• _TASK TO COMPLETE_
Substitute "localization" for "grounding" everywhere in the entries below and give them again otherwise unchanged, without the pictures.

>> BEGIN

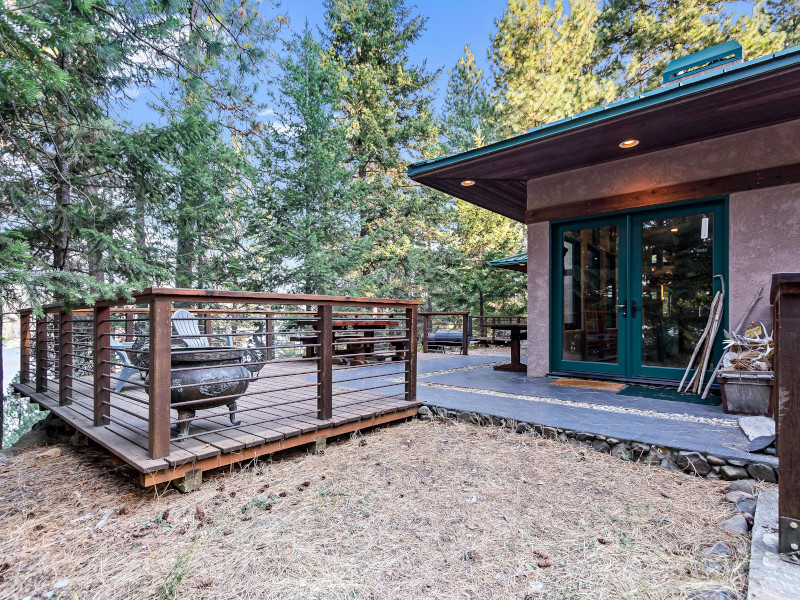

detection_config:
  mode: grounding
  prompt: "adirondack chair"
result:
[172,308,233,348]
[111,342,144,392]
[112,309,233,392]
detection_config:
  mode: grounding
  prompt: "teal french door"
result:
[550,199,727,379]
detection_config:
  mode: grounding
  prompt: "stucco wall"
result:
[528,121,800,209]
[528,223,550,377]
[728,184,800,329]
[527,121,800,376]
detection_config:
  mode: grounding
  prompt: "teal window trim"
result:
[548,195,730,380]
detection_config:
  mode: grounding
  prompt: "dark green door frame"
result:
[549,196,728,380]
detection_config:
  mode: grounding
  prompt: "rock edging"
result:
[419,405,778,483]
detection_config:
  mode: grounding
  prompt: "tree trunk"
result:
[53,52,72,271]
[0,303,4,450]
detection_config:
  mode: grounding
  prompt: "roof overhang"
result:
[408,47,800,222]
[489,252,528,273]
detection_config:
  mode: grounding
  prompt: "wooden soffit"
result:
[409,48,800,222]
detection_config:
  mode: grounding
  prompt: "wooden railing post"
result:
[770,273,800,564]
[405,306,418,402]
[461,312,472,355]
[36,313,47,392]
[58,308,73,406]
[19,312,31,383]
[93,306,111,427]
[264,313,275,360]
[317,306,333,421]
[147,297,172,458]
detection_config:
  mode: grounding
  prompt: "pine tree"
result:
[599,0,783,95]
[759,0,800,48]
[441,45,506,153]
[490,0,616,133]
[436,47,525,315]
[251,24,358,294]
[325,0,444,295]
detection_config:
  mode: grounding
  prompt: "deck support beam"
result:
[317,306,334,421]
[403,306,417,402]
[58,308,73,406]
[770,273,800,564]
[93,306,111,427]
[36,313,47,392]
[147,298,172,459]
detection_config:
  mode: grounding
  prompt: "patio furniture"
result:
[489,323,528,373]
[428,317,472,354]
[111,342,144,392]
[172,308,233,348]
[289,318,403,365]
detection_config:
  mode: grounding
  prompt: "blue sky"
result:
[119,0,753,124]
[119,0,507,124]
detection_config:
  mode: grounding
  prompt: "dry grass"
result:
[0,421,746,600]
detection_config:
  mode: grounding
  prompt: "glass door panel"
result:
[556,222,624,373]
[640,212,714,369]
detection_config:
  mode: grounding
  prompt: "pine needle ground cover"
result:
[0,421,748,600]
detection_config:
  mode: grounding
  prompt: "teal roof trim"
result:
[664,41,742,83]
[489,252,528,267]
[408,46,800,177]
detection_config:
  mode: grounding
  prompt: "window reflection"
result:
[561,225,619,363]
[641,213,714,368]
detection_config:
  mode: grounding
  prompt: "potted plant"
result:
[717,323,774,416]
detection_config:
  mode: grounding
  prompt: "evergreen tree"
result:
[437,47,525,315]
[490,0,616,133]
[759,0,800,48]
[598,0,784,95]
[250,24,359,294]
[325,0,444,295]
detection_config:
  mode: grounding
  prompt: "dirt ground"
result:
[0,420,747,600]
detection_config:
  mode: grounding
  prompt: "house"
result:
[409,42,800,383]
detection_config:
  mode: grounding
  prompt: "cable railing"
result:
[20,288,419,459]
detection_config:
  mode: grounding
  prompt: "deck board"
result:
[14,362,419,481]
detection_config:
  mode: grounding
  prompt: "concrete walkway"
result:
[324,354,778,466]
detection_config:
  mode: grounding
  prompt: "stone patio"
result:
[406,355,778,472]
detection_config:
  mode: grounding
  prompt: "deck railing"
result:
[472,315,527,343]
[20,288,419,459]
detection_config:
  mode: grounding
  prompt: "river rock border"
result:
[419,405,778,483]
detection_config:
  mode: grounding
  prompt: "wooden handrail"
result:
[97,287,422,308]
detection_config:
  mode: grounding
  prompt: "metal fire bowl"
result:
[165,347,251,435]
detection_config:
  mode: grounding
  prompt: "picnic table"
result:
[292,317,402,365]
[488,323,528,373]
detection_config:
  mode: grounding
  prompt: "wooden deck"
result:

>> END

• _ANSWER TO THE EXERCISE_
detection_config:
  mode: localization
  prompt: "adirondack chair"
result:
[172,308,233,348]
[111,342,144,392]
[112,309,233,392]
detection_config:
  mode: localization
  prompt: "teal french door"
result:
[550,199,727,379]
detection_config:
  mode: localization
  prompt: "stucco wall"
result:
[528,121,800,209]
[528,223,550,377]
[728,184,800,329]
[527,121,800,376]
detection_config:
  mode: localization
  prompt: "teal window trim"
result:
[548,195,730,380]
detection_config:
  mode: localization
  prompt: "dark green door frame"
result:
[549,196,728,380]
detection_config:
  mode: localization
  prompt: "rock edging"
result:
[419,405,778,483]
detection_config:
  mode: localization
  prompt: "tree trunk"
result:
[53,52,72,271]
[0,303,4,450]
detection_config:
  mode: localization
  prompt: "roof overhang"
result:
[408,47,800,222]
[489,252,528,273]
detection_config:
  mode: localization
  prompt: "wooden soffit"
result:
[409,48,800,222]
detection_config:
  mode: localization
  prompt: "wooden railing post"
result:
[770,273,800,564]
[405,306,418,402]
[461,312,472,355]
[36,313,47,392]
[58,308,73,406]
[19,312,31,383]
[93,306,111,427]
[264,313,275,360]
[317,306,333,421]
[147,297,172,458]
detection_config:
  mode: localization
  prompt: "pine tree"
result:
[599,0,783,95]
[759,0,800,48]
[441,45,506,153]
[490,0,616,133]
[436,47,525,315]
[251,24,358,294]
[325,0,444,295]
detection_config:
  mode: localization
  prompt: "deck support beam"
result:
[317,306,334,421]
[403,306,417,402]
[58,308,73,406]
[770,273,800,564]
[93,306,111,427]
[36,313,47,392]
[147,298,172,459]
detection_config:
  mode: localization
  prompt: "patio furniture"
result:
[489,323,528,373]
[428,317,472,354]
[111,342,144,392]
[172,308,233,348]
[289,318,403,365]
detection_config:
  mode: localization
  prompt: "blue sky"
result:
[119,0,753,124]
[119,0,507,124]
detection_config:
  mode: localization
  prompt: "dry grass"
result:
[0,421,746,600]
detection_config:
  mode: localization
  prompt: "glass door panel"
result:
[556,222,624,373]
[640,212,714,369]
detection_config:
  mode: localization
  prompt: "pine needle ground cover"
result:
[0,421,748,600]
detection_config:
  mode: localization
  prompt: "teal roof trim"
result:
[664,41,742,83]
[489,252,528,267]
[408,46,800,177]
detection_config:
  mode: localization
  prompt: "window reflection"
result:
[561,225,619,363]
[641,213,714,368]
detection_config:
  mode: localization
  prompt: "potted plant"
result:
[717,323,774,416]
detection_config:
  mode: localization
  prompt: "evergreen tree"
result:
[437,47,525,315]
[490,0,616,133]
[759,0,800,48]
[598,0,784,95]
[250,24,359,294]
[325,0,444,295]
detection_config:
  mode: localization
  prompt: "dirt ground"
result:
[0,420,747,600]
detection_config:
  mode: localization
  prompt: "house"
result:
[409,42,800,383]
detection_config:
  mode: localization
  prompt: "cable railing"
result:
[20,288,419,459]
detection_config:
  mode: localization
  prompt: "deck board"
result:
[14,362,419,481]
detection_config:
  mode: localization
  prompt: "concrete walkway"
result:
[324,354,778,466]
detection_config:
  mode: localization
  prompt: "stone patio"
result:
[406,355,778,472]
detection_config:
  mode: localization
  prompt: "deck railing"
result:
[472,315,527,343]
[20,288,419,459]
detection_config:
  mode: localization
  prompt: "river rock border"
result:
[419,405,778,483]
detection_config:
  mode: localization
  prompt: "wooden handrail"
result:
[97,287,422,308]
detection_config:
  mode: localization
  prompt: "metal fire bowl"
result:
[165,347,251,435]
detection_config:
  mode: localization
  prompt: "picnic table"
result:
[292,317,402,365]
[488,323,528,373]
detection_config:
  mode: localization
  prompt: "wooden deck"
result:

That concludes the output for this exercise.